Extract provided:
Feed from grasshoppers would compete with soy and fish meal.
“Salmon Group and Metapod pave the way for a new, locally produced source of protein that among other things should be used in the feed for the salmon. Industrial processing of grasshoppers provides a nutritious insect meal that will provide competition for soy and fish meal,” it was written in the press relase that Salmon Group and business partner Metapod sent out widely to mark the “exclusive agreement” between them.
Ambitions were sky-high.
Now it turns out that it is highly uncertain whether grasshoppers will be produced at all.
- Read more: He promised large-scale feed production of locusts “from day one”. Now it is uncertain whether anything will be produced at all
But there hasn’t exactly been a shortage of warning lights for this ambitious project.
How did Salmon Group due dilligence on how Metapod perform? What are salmon group’s prerequisites for assessing such investments?
“Metapod is an entrepreneurial company with young people who saw opportunities for the production of new sustainable raw materials for our industry. Our role, after clarifying the professional aspects of the use of this raw material in salmon feed, was as an “midwife professional” to ensure that the company could start further testing and scaling up,” Jan Olav Langeland, CEO of Salmon Group, told SalmonBusiness.
The agreement was extensively distributed and received significant media coverage. In the press release at the conclusion of the agreement, Salmon Group is quoted as saying that “Metapod has a unique position here”. It also says the grasshoppers will be “fed with residues from bread and brewery production that would otherwise end up as waste.” Raw materials from bread and brewery waste sound modest compared to Salmon Group’s overall feed needs.
“Large-scale grasshopper farming is new, and we’ve built our technology from scratch,” said Metapod founder Frederick Darien, who had no more than EUR 16,000 in annual sales to show for it. He went on to say that the company “can start large-scale production from day one.”
It is not clear in the press release that you will be a “midwife”, but rather a large buyer of industrially produced grasshopper feed. How did you do dilligence here and do you have the prerequisites to make such assessments?
“We have made our volume available to Metapod, and it is of course a shame that we cannot proceed with this at this time. We could guarantee deposition on everything they would be able to produce. We continue our search for new, sustainable raw materials for the fish feed and really we lost nothing but time on this. We are eager to see development of the industry and, as in all other developments, trial and error are part of the picture,” Langeland said.
“Salmon Group negotiates and manages procurement agreements with large volumes and values. The memorandum of understanding signed with Metapod in 2020 does not differ from other agreements,” he said.
Now this is not a procurement agreement with BioMar or Skretting. This is an agreement with a start-up company without either financing or factory for an untested technology and business model. Do you accept criticism for how this has been done and communicated?
“Salmon Group negotiates and manages procurement agreements and other agreements with large volumes and values. The letter of intent signed with Metapod in 2020 thus differs from other agreements since this was a letter of intent,” Langeland reiterated.

Data shown:
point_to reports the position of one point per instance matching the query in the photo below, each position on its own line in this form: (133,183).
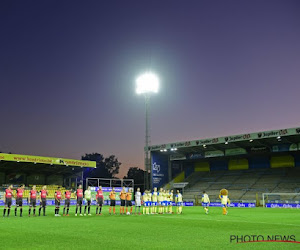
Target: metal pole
(147,141)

Prompt:
Summarize the article about Salmon Group's grasshopper feed deal in two sentences. The lines have no connection to the text.

Solution:
Salmon Group and Metapod announced an exclusive agreement to make grasshopper insect meal for salmon feed that would compete with soy and fish meal, but it is now highly uncertain whether any grasshoppers will be produced. Jan Olav Langeland, CEO of Salmon Group, said the company acted as a "midwife professional" to help Metapod test and scale up, had made its volume available, and lost nothing but time.